SOURCE PASSAGE:
The key causes were dog presence during leopard attack, satisfaction by veterinary services, percentage of men in villages and pasture size. Dog presence (or, more accurately, absence) was the only reliable predictor of the number and biomass of killed cattle, proportion of killed cattle to all killed domestic animals, and cattle selectivity by leopards. In other words, the fact that dogs do not accompany freely grazing cattle makes these cattle prone to predation by leopards. 

Satisfaction by veterinary services was an overwhelmingly important predictor of the number and biomass of killed sheep, goats and dogs and all killed domestic animals in total. Villagers living in the western part of Golestan, within the zone of subtropical Hyrcanian humid forest, were much less satisfied with vet services because their villages are located far from the highway and are thus seldom visited by government-supported vaccination squads, even once every 2-3 years. As private vet services are very expensive and not affordable to most people, we suppose that infrequent vaccination may lead to increased morbidity in livestock and dogs and thus raise their vulnerability to leopard predation. Additionally, as dog presence is closely associated with shepherd presence in grazing grounds the percentage of men is a strong predictor of selective use of shepherd dogs by hunting leopards. Dogs are killed by leopards as much as they are left unattended by men.

[Source data]
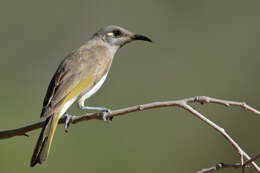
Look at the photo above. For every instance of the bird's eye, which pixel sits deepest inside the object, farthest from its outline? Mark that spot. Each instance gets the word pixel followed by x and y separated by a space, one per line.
pixel 117 33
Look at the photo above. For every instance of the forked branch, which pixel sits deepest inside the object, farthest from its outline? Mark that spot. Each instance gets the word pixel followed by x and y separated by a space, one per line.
pixel 245 159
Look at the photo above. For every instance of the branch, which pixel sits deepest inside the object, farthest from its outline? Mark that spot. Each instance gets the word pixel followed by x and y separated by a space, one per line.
pixel 183 103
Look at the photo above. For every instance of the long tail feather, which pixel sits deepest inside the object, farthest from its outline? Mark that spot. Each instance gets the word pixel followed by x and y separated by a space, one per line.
pixel 43 144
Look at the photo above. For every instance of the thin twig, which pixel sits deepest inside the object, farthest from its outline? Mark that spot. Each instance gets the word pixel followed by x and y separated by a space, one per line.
pixel 219 166
pixel 183 103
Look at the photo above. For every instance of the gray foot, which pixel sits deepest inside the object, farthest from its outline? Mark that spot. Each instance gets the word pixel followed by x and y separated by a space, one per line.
pixel 68 119
pixel 104 114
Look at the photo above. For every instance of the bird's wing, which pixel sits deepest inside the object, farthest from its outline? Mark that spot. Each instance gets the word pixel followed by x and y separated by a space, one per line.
pixel 67 77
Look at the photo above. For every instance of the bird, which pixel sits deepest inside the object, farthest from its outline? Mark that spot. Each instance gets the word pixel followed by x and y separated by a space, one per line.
pixel 80 75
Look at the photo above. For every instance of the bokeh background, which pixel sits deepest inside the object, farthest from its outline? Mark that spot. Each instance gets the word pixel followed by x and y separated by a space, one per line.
pixel 200 48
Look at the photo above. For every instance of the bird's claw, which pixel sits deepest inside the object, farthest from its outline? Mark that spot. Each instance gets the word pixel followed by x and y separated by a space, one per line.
pixel 104 114
pixel 68 119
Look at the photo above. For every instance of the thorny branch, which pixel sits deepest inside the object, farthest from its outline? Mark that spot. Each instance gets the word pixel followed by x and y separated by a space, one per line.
pixel 245 160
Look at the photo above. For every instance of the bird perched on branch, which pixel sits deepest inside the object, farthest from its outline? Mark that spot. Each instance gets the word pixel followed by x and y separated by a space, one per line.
pixel 78 77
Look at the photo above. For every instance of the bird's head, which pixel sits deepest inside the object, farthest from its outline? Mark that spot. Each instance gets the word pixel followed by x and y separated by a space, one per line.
pixel 117 36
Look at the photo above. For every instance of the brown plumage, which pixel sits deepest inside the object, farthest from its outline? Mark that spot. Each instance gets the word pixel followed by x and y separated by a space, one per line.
pixel 76 79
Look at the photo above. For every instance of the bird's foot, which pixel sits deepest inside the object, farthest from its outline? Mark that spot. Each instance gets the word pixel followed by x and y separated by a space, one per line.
pixel 104 114
pixel 68 119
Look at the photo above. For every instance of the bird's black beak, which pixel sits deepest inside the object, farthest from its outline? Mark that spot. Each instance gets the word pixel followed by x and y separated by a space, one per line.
pixel 141 37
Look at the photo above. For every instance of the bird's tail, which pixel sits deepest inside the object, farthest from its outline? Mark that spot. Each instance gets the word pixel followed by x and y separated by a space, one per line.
pixel 43 145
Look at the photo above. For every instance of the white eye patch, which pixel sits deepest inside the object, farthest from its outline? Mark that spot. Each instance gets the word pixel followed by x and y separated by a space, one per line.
pixel 110 34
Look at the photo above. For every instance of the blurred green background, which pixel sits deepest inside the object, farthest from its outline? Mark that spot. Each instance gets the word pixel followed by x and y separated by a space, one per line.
pixel 200 48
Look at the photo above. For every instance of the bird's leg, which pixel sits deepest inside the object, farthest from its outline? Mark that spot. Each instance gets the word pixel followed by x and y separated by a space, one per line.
pixel 103 111
pixel 68 119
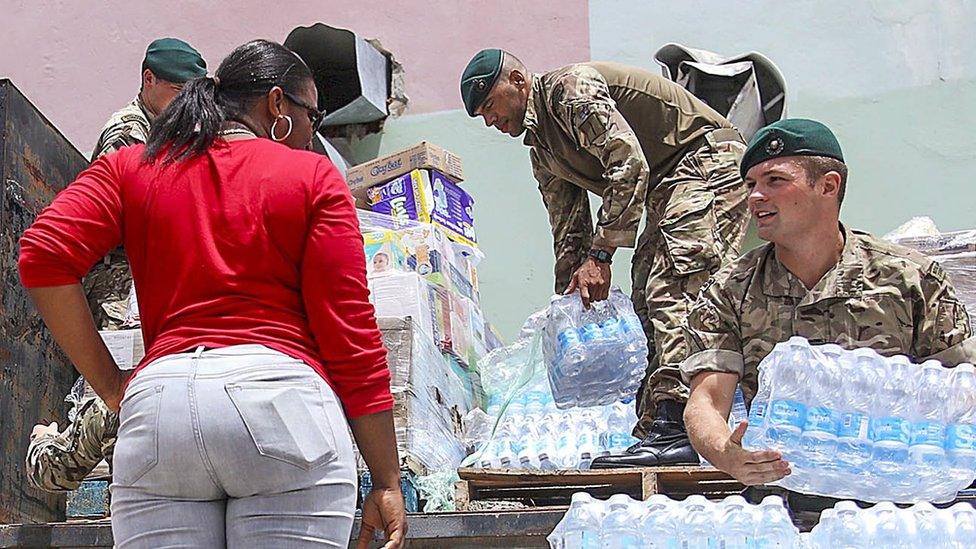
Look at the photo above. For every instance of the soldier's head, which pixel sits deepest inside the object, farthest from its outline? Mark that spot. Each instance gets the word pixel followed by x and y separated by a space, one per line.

USING THE INFORMATION:
a - Reproduce the passage on leopard predation from "The key causes" up to and including "predation by leopards.", swapping "pasture size" for "grazing area".
b - According to the passage on leopard predation, why were villagers in the western part of Golestan much less satisfied with vet services?

TASK ANSWERS:
a -
The key causes were dog presence during leopard attack, satisfaction by veterinary services, percentage of men in villages and grazing area. Dog presence (or, more accurately, absence) was the only reliable predictor of the number and biomass of killed cattle, proportion of killed cattle to all killed domestic animals, and cattle selectivity by leopards. In other words, the fact that dogs do not accompany freely grazing cattle makes these cattle prone to predation by leopards.

b - Their villages are located far from the highway and are seldom visited by government-supported vaccination squads.